TASKS TO PERFORM -
1/ Answer these questions using the passage on SARS-CoV2 and beta cell ultrastructure.
(a) What kind of microscopy was used to visualize granular density?
(b) By what percentage did insulin granularity decrease between control and inoculated islets?
(c) What imaging method was used to examine the subcellular ultrastructure of the cytoplasm?
2/ For each statement, say whether it agrees with the passage on SARS-CoV2 and beta cell ultrastructure. Give yes or no, and quote the words from the passage that decide it.
(a) Glucose tolerance tests were carried out on the infected primates.
(b) Granularity differed between the acute and post-acute time points.
(c) Beta cells from control pancreas showed minimal vacuolization.

SARS-CoV2 infection induces subcellular ultrastructure indicative of diminished beta cell function
Because primates infected with SARS-CoV2 are restricted to BSL3 restricted facilities and these subjects were all participants in other studies, we were not able to pursue in vivo beta cell function studies, such as glucose tolerance tests or hyperglycemic/euglycemic clamp studies, to measure how SARS-CoV2 may affect beta cell function. To maximize information we can discern from the tissues we have available, we examined beta cell ultrastructure to assess if the viral infection induced any ultrastructural markers of beta cell stress or dysfunction.
Close examination of beta cells during individual beta cell size measurement revealed that atrophied beta cells had a degranulated appearance. Degranulation has been proposed to be a driving cause of beta cell deficits in the context of metabolic stress (39, 40). To discern if atrophied beta cells from SARS-CoV2 inoculated pancreas were degranulated, we visualized granular density using super-resolution fluorescence microscopy. Insulin granules were evenly distributed and filled most of the beta cell cytoplasm in control tissues (Figure 3A–A”). In both acute and post-acute beta cells, insulin granules were concentrated in speckles and large areas of the cytoplasm were devoid of insulin granules (Figure 3A–A’, purple boxed insets and white arrows). We used ImageJ to determine the density of granules per square um of insulin area in an islet, then used our previous measurements of beta cell size (Figure 2) to estimate how many granules were present per beta cell. We measured a 66% decrease in insulin granularity between control and inoculated islets (n=10–20 islets per condition, p<0.001). Within the inoculated samples, there was no difference in granularity between the acute and post-acute time points.
Figure 3.
Beta cells from SARS-COV-2 subjects are significantly degranulated. (A) Immunohistochemical staining for insulin and glucagon of representative islets that were imaged using super-resolution microscopy. (A’) High-magnification images purple boxed areas in (A). White arrows highlight large areas in the cytoplasm with reduced insulin staining in pancreas from SCV-inoculated subjects. (B) Quantification of beta cell granulation revealed a greater than 60% decrease in granulation between control and acute/post-acute islets (n=10–20 islets per group from at least 3 different subjects. Each dot represents 1 islet. Two-way ANOVA with Turkey’s multiple comparisons, **** p<0.001)
To more closely examine the subcellular ultrastructure of the cytoplasm, we imaged control, acute, and post-acute beta cells by transmission electron microscopy. Beta cells from control pancreas exhibited normal ultrastructure, including dense insulin granulation, dense mitochondria, compact endoplasmic reticulum, and minimal vacuolization (Figure 4A). During the acute phase, we detected beta cells that were less electron dense than surrounding cells. These cells had increased vacuole-like spaces, dilated endoplasmic reticulum, and distended cristae within the mitochondria (Figure 4). In less electron dense cells, convoluted membranes predominated the cytoplasms and mitochondria membranes were disrupted. These hallmark attributes mirror observations in beta cells that are undergoing metabolic stress (41–43).

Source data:
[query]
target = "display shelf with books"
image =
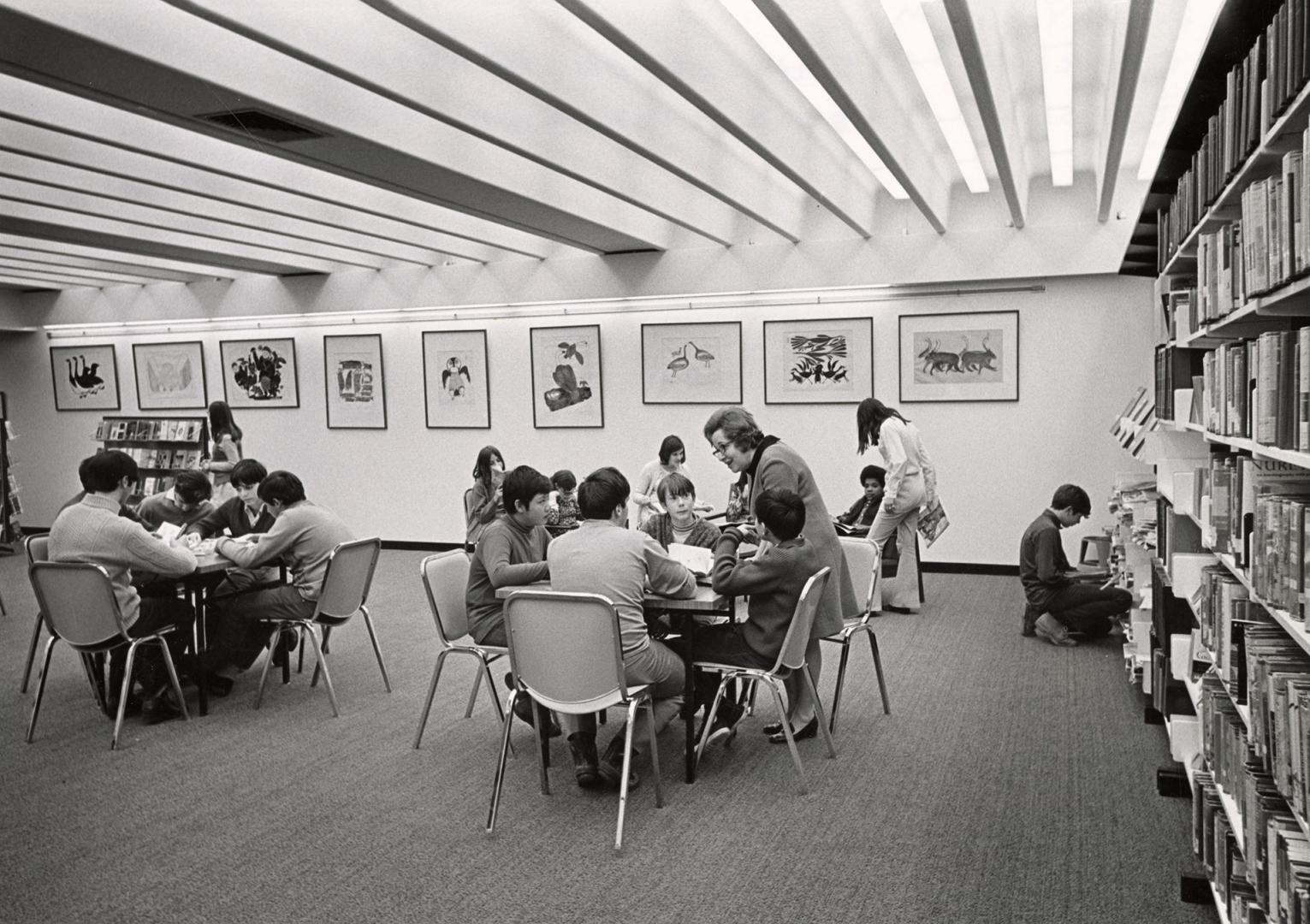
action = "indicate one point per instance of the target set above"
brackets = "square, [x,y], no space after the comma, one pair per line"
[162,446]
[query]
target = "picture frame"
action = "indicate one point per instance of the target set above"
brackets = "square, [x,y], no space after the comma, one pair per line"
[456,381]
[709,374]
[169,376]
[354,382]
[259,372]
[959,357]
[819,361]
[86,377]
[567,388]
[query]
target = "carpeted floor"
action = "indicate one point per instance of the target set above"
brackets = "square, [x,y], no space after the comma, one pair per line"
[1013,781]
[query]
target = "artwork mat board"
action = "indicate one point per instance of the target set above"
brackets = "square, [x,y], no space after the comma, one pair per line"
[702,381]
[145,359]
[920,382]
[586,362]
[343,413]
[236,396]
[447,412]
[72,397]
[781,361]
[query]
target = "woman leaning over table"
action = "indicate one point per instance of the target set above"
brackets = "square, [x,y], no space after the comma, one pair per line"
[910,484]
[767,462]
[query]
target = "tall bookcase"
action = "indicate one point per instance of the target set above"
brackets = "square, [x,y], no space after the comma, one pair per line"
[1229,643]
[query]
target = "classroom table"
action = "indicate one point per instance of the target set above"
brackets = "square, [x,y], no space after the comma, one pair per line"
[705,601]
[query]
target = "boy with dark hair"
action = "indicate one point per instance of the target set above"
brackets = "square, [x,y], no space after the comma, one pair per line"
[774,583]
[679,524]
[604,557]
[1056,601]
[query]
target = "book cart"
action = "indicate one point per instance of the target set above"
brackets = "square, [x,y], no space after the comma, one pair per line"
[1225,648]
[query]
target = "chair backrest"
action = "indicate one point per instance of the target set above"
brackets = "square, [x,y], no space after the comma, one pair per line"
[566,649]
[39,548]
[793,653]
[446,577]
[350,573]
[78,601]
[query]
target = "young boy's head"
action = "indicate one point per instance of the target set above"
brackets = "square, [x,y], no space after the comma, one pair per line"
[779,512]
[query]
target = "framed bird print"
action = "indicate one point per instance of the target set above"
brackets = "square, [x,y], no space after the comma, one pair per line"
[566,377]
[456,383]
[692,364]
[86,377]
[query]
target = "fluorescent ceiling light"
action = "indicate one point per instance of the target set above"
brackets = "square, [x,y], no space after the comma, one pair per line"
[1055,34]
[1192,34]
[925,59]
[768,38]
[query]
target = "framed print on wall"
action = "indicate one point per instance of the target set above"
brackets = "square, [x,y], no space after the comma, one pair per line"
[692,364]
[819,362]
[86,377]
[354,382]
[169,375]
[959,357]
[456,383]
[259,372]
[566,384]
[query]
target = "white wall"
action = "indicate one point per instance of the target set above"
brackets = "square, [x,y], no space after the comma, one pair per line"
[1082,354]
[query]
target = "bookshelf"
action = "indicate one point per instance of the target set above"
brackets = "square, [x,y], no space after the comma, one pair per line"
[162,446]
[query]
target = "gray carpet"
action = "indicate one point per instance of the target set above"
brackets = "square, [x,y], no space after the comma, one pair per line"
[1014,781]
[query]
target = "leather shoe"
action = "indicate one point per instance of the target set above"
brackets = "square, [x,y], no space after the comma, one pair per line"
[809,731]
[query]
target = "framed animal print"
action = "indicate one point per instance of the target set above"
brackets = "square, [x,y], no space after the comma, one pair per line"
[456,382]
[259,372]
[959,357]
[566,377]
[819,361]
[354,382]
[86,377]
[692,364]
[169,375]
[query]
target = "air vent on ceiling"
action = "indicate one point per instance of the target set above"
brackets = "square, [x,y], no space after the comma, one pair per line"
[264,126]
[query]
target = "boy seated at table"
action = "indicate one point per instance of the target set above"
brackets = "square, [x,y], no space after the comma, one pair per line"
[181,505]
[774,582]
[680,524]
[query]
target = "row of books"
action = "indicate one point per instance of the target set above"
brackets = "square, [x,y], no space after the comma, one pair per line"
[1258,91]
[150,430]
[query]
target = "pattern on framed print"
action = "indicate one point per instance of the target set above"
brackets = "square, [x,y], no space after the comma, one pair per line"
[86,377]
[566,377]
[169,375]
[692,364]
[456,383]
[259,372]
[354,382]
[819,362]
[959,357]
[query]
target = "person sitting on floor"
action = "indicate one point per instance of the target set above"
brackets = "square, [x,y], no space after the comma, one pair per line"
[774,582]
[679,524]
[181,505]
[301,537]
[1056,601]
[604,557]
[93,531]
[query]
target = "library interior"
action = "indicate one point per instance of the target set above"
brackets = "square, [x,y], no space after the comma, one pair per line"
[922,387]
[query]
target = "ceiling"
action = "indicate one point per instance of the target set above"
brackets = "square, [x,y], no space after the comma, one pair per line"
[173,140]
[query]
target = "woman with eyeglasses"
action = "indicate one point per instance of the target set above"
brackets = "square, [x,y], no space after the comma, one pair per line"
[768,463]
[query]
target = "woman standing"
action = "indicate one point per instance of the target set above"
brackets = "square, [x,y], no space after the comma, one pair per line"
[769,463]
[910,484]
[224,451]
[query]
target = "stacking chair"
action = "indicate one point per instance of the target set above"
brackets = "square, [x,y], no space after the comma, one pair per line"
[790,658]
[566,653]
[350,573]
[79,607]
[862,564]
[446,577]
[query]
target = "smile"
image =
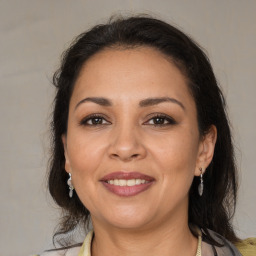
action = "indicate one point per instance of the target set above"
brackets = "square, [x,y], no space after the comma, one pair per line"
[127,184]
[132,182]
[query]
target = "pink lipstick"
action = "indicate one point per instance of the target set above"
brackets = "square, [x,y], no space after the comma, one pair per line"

WRITTEN RESPONSES -
1/
(a) Super-resolution fluorescence microscopy.
(b) 66%.
(c) Transmission electron microscopy.

2/
(a) No: "we were not able to pursue in vivo beta cell function studies, such as glucose tolerance tests"
(b) No: "there was no difference in granularity between the acute and post-acute time points"
(c) Yes: "Beta cells from control pancreas exhibited normal ultrastructure, including dense insulin granulation, dense mitochondria, compact endoplasmic reticulum, and minimal vacuolization"